-- HOW TO COMPLETE THIS TASK --
Only the lines below, from the one with "Target: wheelbarrow" through the one with "x=654, y=239", are to be written out, exactly.

-- PROVIDED ENTRIES --
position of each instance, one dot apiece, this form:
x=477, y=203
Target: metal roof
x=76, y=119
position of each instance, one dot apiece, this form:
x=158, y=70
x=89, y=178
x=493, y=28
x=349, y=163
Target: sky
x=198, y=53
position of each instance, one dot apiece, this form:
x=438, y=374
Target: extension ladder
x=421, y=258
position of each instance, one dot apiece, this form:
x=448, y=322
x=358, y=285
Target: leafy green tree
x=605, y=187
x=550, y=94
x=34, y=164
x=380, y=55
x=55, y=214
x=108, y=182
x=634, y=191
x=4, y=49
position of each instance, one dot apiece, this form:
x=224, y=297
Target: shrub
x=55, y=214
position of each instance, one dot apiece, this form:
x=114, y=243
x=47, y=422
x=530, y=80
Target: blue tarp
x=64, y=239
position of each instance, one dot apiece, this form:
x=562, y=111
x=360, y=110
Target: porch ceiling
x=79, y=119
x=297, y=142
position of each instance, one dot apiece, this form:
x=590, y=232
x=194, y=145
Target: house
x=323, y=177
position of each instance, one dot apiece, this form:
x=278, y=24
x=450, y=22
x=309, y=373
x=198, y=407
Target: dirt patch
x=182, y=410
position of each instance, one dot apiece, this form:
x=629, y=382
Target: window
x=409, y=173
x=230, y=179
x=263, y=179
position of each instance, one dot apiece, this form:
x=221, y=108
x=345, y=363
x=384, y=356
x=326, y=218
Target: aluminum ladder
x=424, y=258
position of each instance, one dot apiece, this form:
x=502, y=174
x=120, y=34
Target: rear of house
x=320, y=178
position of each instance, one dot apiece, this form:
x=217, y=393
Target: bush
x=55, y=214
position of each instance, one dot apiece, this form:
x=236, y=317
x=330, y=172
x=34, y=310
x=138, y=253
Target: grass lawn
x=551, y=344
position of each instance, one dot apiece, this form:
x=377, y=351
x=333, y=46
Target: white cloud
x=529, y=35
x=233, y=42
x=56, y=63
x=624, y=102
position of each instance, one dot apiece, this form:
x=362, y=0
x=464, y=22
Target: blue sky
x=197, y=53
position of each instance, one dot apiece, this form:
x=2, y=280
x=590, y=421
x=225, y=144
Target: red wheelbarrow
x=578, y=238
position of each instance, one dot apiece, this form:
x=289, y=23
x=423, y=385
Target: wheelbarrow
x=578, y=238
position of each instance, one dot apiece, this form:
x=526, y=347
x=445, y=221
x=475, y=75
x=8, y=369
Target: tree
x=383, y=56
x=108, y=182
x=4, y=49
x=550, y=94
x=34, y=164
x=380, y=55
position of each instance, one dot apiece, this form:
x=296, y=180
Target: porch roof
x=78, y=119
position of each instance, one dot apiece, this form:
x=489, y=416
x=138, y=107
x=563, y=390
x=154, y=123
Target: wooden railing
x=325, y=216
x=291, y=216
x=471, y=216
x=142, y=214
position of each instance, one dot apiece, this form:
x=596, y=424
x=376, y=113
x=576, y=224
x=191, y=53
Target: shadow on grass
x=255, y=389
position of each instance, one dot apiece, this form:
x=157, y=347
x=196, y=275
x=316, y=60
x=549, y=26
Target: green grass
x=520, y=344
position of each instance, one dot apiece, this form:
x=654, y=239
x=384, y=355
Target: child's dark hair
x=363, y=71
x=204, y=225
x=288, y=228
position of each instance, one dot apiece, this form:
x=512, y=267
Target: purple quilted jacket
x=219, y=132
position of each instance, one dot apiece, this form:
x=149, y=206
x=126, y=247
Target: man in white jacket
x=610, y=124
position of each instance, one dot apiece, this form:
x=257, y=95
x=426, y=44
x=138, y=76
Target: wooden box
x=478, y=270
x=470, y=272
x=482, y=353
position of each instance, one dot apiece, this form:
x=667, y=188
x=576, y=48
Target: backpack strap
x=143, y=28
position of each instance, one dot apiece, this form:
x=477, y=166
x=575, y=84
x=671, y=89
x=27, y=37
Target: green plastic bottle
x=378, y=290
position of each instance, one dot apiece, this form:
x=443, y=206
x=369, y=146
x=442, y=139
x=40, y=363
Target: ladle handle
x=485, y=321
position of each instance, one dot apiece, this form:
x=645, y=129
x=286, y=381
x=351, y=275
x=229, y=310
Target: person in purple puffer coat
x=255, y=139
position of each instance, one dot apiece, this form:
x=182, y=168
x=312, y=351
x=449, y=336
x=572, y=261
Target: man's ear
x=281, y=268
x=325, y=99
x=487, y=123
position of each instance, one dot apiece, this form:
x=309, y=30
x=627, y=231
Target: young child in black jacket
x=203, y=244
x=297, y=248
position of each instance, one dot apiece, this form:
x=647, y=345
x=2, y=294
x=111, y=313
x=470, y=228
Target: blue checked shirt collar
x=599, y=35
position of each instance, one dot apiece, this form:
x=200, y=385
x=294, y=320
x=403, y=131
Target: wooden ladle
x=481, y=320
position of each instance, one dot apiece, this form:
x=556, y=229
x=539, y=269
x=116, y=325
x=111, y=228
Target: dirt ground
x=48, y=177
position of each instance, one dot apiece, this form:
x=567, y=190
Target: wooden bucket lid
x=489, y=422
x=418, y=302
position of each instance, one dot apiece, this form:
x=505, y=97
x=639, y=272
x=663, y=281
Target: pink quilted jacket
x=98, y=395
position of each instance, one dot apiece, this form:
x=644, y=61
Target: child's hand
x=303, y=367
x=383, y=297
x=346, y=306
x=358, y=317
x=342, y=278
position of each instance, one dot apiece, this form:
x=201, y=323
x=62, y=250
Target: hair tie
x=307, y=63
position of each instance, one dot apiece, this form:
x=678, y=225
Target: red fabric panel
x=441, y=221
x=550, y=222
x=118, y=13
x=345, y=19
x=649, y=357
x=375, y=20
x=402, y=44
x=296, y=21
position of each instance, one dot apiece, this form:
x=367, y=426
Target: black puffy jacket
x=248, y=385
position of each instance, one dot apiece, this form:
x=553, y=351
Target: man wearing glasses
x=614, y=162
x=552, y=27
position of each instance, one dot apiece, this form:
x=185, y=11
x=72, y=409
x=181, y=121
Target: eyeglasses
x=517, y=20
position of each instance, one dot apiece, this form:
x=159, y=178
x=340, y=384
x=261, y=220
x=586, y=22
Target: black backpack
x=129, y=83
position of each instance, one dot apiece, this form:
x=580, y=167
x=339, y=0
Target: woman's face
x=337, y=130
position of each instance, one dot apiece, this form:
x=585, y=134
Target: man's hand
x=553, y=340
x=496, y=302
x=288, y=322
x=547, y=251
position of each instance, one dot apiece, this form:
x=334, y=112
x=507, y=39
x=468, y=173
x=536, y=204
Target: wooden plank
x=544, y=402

-- SOLVED PROBLEM --
Target: wheelbarrow
x=578, y=238
position of each instance, one dot apiece, this form:
x=526, y=347
x=445, y=221
x=475, y=75
x=8, y=369
Target: tree
x=383, y=56
x=108, y=182
x=4, y=49
x=550, y=94
x=34, y=164
x=380, y=55
position of each instance, one dot apiece, this form:
x=296, y=180
Target: porch roof
x=78, y=119
position of each instance, one dot apiece, this form:
x=489, y=416
x=138, y=107
x=563, y=390
x=154, y=123
Target: wooden railing
x=325, y=216
x=291, y=216
x=471, y=216
x=142, y=214
position of each instance, one dot apiece, this form:
x=596, y=424
x=376, y=113
x=576, y=224
x=191, y=53
Target: shadow on grass
x=255, y=389
position of each instance, one dot apiece, this form:
x=157, y=347
x=196, y=275
x=316, y=60
x=549, y=26
Target: green grass
x=520, y=344
position of each instance, one dot apiece, this form:
x=654, y=239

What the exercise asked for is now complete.